- EXERCISE BRIEF
Print each line of the records below verbatim, omitting the pictures.

(Stored data entries)
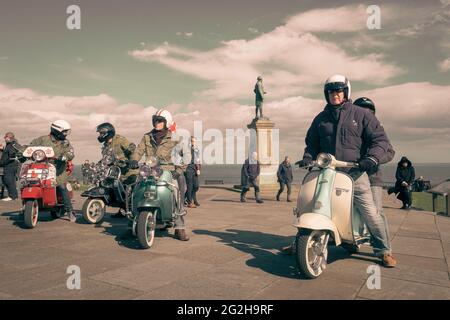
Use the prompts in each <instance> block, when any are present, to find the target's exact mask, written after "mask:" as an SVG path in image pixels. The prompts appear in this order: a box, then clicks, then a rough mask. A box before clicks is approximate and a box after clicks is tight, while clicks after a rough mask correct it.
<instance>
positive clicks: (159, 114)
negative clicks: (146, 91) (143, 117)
mask: <svg viewBox="0 0 450 320" xmlns="http://www.w3.org/2000/svg"><path fill="white" fill-rule="evenodd" d="M161 121H163V122H164V124H165V127H166V128H167V129H169V130H170V131H172V132H175V131H176V130H177V126H176V123H175V121H173V117H172V114H171V113H170V112H169V111H167V110H165V109H159V110H158V111H156V113H155V114H154V115H153V118H152V123H153V126H155V124H156V122H161Z"/></svg>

- RESPONSE TO THE TASK
Use the prompts in each <instance> block, when any are present, to find the target's exact mask, written after "mask:" as an SVG path in image pixels. The prompts appear in this order: a box, then clicks, then a rough mask. A box before clicks is approximate and a box after clicks is tight, while clicks after a rough mask correct it.
<instance>
positive clicks: (159, 114)
negative clicks: (146, 91) (143, 117)
mask: <svg viewBox="0 0 450 320" xmlns="http://www.w3.org/2000/svg"><path fill="white" fill-rule="evenodd" d="M161 121H163V122H164V124H165V127H166V128H167V129H169V130H170V131H172V132H175V131H176V130H177V126H176V123H175V121H173V117H172V114H171V113H170V112H169V111H167V110H165V109H159V110H158V111H156V113H155V114H154V115H153V118H152V123H153V126H155V124H156V122H161Z"/></svg>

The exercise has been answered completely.